What the exercise asks:
Exactly the lines below from the line with "box: [64, 146, 468, 169]" through the line with "Write each <instance>" must make up the answer, both ends included and pictures left out.

** Dataset records follows **

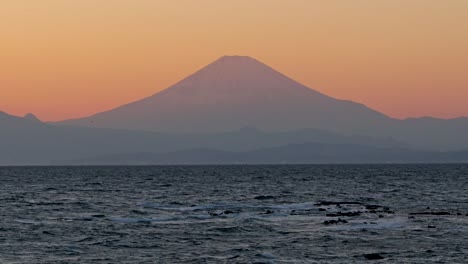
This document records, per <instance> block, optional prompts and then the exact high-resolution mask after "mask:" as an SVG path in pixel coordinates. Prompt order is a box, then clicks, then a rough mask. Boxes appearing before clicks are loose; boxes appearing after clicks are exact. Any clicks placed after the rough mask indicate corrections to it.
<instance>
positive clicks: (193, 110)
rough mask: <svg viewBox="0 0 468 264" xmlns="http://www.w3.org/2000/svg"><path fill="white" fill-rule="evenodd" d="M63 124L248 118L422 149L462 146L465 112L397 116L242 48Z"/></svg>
mask: <svg viewBox="0 0 468 264" xmlns="http://www.w3.org/2000/svg"><path fill="white" fill-rule="evenodd" d="M57 124H61V125H64V124H66V125H75V126H86V127H101V128H115V129H132V130H144V131H155V132H164V133H189V134H190V133H205V134H210V133H211V134H212V133H222V132H229V131H234V130H238V129H239V128H241V127H246V126H253V127H257V128H259V129H261V130H264V131H270V132H275V131H276V132H280V131H291V130H300V129H318V130H325V131H330V132H333V133H339V134H342V135H349V136H351V135H361V136H371V137H376V138H394V139H395V140H397V141H401V142H404V143H406V144H409V145H412V146H415V147H417V148H420V149H427V150H457V149H462V148H467V147H468V133H465V132H464V131H468V118H458V119H453V120H443V119H435V118H421V119H406V120H399V119H393V118H390V117H388V116H386V115H384V114H382V113H380V112H378V111H375V110H372V109H370V108H368V107H366V106H364V105H362V104H358V103H354V102H351V101H346V100H338V99H334V98H332V97H329V96H327V95H324V94H322V93H320V92H318V91H315V90H312V89H310V88H308V87H306V86H304V85H302V84H300V83H298V82H296V81H294V80H292V79H290V78H288V77H286V76H285V75H283V74H281V73H279V72H277V71H275V70H274V69H272V68H270V67H269V66H267V65H265V64H263V63H261V62H259V61H257V60H255V59H252V58H250V57H246V56H224V57H221V58H220V59H218V60H216V61H215V62H213V63H211V64H209V65H208V66H206V67H204V68H202V69H201V70H199V71H197V72H196V73H194V74H192V75H190V76H189V77H187V78H185V79H183V80H181V81H180V82H178V83H176V84H175V85H173V86H171V87H169V88H168V89H165V90H163V91H161V92H159V93H157V94H155V95H152V96H150V97H147V98H145V99H142V100H139V101H136V102H132V103H129V104H127V105H123V106H121V107H118V108H116V109H113V110H110V111H106V112H102V113H98V114H95V115H92V116H90V117H86V118H81V119H74V120H66V121H63V122H58V123H57Z"/></svg>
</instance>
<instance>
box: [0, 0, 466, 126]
mask: <svg viewBox="0 0 468 264" xmlns="http://www.w3.org/2000/svg"><path fill="white" fill-rule="evenodd" d="M467 14H468V1H466V0H443V1H441V0H379V1H375V0H353V1H341V0H236V1H234V0H233V1H219V0H197V1H195V0H177V1H175V0H112V1H107V0H41V1H37V0H12V1H1V2H0V110H3V111H6V112H9V113H11V114H17V115H23V114H25V113H27V112H33V113H35V114H37V115H38V116H39V117H40V118H42V119H44V120H60V119H65V118H72V117H81V116H85V115H89V114H93V113H95V112H98V111H103V110H107V109H110V108H113V107H116V106H119V105H121V104H124V103H127V102H129V101H133V100H136V99H140V98H143V97H145V96H149V95H152V94H154V93H156V92H157V91H159V90H161V89H164V88H167V87H168V86H170V85H171V84H173V83H175V82H176V81H178V80H180V79H181V78H183V77H185V76H187V75H188V74H191V73H193V72H194V71H195V70H197V69H199V68H201V67H203V66H205V65H206V64H208V63H210V62H211V61H213V60H215V59H217V58H218V57H220V56H222V55H249V56H252V57H254V58H256V59H258V60H260V61H263V62H264V63H266V64H268V65H270V66H272V67H273V68H275V69H277V70H279V71H281V72H282V73H284V74H286V75H288V76H290V77H292V78H293V79H296V80H298V81H300V82H301V83H303V84H305V85H307V86H309V87H311V88H314V89H317V90H319V91H321V92H323V93H326V94H328V95H330V96H333V97H337V98H342V99H349V100H353V101H357V102H361V103H364V104H366V105H368V106H370V107H372V108H374V109H377V110H379V111H382V112H384V113H386V114H389V115H391V116H393V117H399V118H403V117H417V116H428V115H430V116H437V117H457V116H468V15H467Z"/></svg>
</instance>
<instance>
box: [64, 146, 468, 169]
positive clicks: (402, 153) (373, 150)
mask: <svg viewBox="0 0 468 264" xmlns="http://www.w3.org/2000/svg"><path fill="white" fill-rule="evenodd" d="M466 162H468V151H459V152H426V151H415V150H408V149H401V148H377V147H372V146H362V145H352V144H326V143H304V144H291V145H285V146H280V147H274V148H265V149H258V150H254V151H245V152H233V151H222V150H216V149H190V150H184V151H177V152H168V153H158V154H156V153H127V154H114V155H107V156H99V157H90V158H87V159H81V160H68V161H66V160H62V161H56V163H57V164H64V165H216V164H220V165H227V164H337V163H341V164H345V163H346V164H368V163H466Z"/></svg>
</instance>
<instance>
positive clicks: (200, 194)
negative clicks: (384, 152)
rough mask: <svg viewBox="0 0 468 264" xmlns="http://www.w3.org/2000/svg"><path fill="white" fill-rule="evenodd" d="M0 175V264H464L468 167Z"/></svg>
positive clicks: (467, 258) (213, 167) (14, 173)
mask: <svg viewBox="0 0 468 264" xmlns="http://www.w3.org/2000/svg"><path fill="white" fill-rule="evenodd" d="M0 181H1V184H0V263H380V262H385V263H468V165H317V166H193V167H191V166H179V167H178V166H167V167H165V166H161V167H4V168H0ZM327 215H328V216H327ZM369 254H371V255H369ZM372 254H374V255H372ZM379 257H380V258H383V259H382V260H372V258H379ZM368 258H371V259H368Z"/></svg>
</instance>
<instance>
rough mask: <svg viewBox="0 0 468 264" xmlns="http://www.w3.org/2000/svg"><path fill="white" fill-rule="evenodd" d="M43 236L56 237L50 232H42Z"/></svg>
mask: <svg viewBox="0 0 468 264" xmlns="http://www.w3.org/2000/svg"><path fill="white" fill-rule="evenodd" d="M42 234H44V235H49V236H55V234H53V233H51V232H49V231H42Z"/></svg>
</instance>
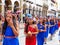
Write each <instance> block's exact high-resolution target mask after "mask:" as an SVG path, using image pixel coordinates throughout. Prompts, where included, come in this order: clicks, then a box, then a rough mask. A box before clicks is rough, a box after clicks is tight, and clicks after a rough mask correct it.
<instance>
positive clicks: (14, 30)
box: [11, 23, 19, 36]
mask: <svg viewBox="0 0 60 45" xmlns="http://www.w3.org/2000/svg"><path fill="white" fill-rule="evenodd" d="M11 27H12V30H13V33H14V34H15V36H18V35H19V31H18V30H19V28H18V23H16V28H15V27H14V26H13V25H12V26H11Z"/></svg>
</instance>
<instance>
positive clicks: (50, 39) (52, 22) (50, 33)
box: [49, 17, 55, 40]
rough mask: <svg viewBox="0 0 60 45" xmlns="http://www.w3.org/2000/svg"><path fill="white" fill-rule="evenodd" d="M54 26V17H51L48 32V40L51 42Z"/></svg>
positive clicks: (52, 36) (54, 24)
mask: <svg viewBox="0 0 60 45" xmlns="http://www.w3.org/2000/svg"><path fill="white" fill-rule="evenodd" d="M54 26H55V24H54V17H51V19H50V31H49V33H50V34H51V36H50V40H52V38H53V35H54V33H55V29H54V28H55V27H54Z"/></svg>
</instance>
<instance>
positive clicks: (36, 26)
mask: <svg viewBox="0 0 60 45" xmlns="http://www.w3.org/2000/svg"><path fill="white" fill-rule="evenodd" d="M35 29H36V32H32V34H38V28H37V26H35Z"/></svg>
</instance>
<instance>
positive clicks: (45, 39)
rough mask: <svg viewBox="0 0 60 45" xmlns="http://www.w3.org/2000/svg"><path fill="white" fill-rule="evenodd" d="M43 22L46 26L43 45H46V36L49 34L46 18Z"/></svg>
mask: <svg viewBox="0 0 60 45" xmlns="http://www.w3.org/2000/svg"><path fill="white" fill-rule="evenodd" d="M44 21H45V25H46V32H45V34H44V44H47V38H48V34H49V28H48V26H49V22H48V19H47V18H45V19H44Z"/></svg>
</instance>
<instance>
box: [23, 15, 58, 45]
mask: <svg viewBox="0 0 60 45" xmlns="http://www.w3.org/2000/svg"><path fill="white" fill-rule="evenodd" d="M57 31H58V18H56V17H54V16H51V17H50V16H47V17H42V16H41V17H27V19H26V21H25V31H24V32H25V35H26V45H36V44H37V45H44V44H47V39H48V36H49V34H50V38H49V39H50V40H52V39H53V36H54V34H55V33H56V32H57Z"/></svg>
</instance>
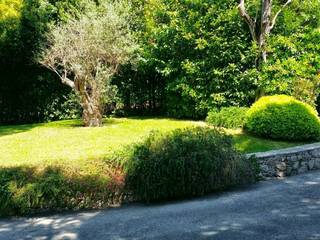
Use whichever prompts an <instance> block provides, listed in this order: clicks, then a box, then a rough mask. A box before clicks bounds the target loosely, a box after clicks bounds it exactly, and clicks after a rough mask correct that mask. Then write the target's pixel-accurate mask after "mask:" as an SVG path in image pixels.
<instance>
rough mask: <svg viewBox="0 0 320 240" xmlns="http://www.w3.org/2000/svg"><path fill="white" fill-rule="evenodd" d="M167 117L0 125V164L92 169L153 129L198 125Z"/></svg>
mask: <svg viewBox="0 0 320 240" xmlns="http://www.w3.org/2000/svg"><path fill="white" fill-rule="evenodd" d="M198 124H199V123H198V122H192V121H178V120H170V119H133V118H131V119H126V118H122V119H105V120H104V126H103V127H101V128H85V127H82V126H81V120H67V121H58V122H51V123H46V124H32V125H20V126H2V127H0V151H1V154H0V167H13V166H22V165H28V166H52V165H54V166H56V165H64V166H65V167H71V168H73V169H77V170H78V171H81V172H83V171H84V172H88V171H89V172H92V171H96V170H99V169H94V168H95V166H96V165H97V162H99V160H102V159H104V158H107V157H108V156H111V155H112V153H113V152H115V151H117V150H119V149H122V148H123V147H125V146H127V145H129V144H131V143H134V142H137V141H140V140H142V139H143V137H145V136H147V135H148V133H149V132H150V131H152V130H160V131H169V130H173V129H176V128H184V127H187V126H192V125H198Z"/></svg>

** End of Dataset records **

Response area:
box: [64, 146, 468, 169]
positive clicks: (402, 153) (373, 150)
mask: <svg viewBox="0 0 468 264" xmlns="http://www.w3.org/2000/svg"><path fill="white" fill-rule="evenodd" d="M466 162H468V151H459V152H426V151H415V150H408V149H401V148H377V147H372V146H362V145H352V144H326V143H304V144H291V145H285V146H280V147H274V148H265V149H258V150H254V151H245V152H233V151H222V150H216V149H190V150H184V151H177V152H168V153H158V154H156V153H127V154H114V155H107V156H99V157H90V158H87V159H81V160H68V161H66V160H62V161H56V163H57V164H64V165H216V164H220V165H227V164H337V163H341V164H345V163H346V164H368V163H466Z"/></svg>
</instance>
<instance>
positive clicks: (200, 194)
negative clicks: (384, 152)
rough mask: <svg viewBox="0 0 468 264" xmlns="http://www.w3.org/2000/svg"><path fill="white" fill-rule="evenodd" d="M0 175V264H464L468 167Z"/></svg>
positive clicks: (467, 258) (213, 167) (14, 173)
mask: <svg viewBox="0 0 468 264" xmlns="http://www.w3.org/2000/svg"><path fill="white" fill-rule="evenodd" d="M0 181H1V184H0V263H380V262H385V263H468V165H317V166H193V167H191V166H179V167H178V166H167V167H165V166H161V167H4V168H0ZM327 215H328V216H327ZM369 254H371V255H369ZM372 254H374V255H372ZM379 257H380V258H383V259H382V260H372V258H379ZM368 258H371V259H368Z"/></svg>
</instance>
<instance>
rough mask: <svg viewBox="0 0 468 264" xmlns="http://www.w3.org/2000/svg"><path fill="white" fill-rule="evenodd" d="M43 236L56 237L50 232H42Z"/></svg>
mask: <svg viewBox="0 0 468 264" xmlns="http://www.w3.org/2000/svg"><path fill="white" fill-rule="evenodd" d="M42 234H44V235H49V236H55V234H53V233H51V232H49V231H42Z"/></svg>
</instance>
Write each <instance> block's exact high-resolution target mask after "mask:" as an SVG path, using image pixel coordinates throughout. Prompts, where included, come in this order: clicks, then a box, then a rough mask. A box before clicks is rough, a box after clicks is tight, and clicks after a rough mask correct it.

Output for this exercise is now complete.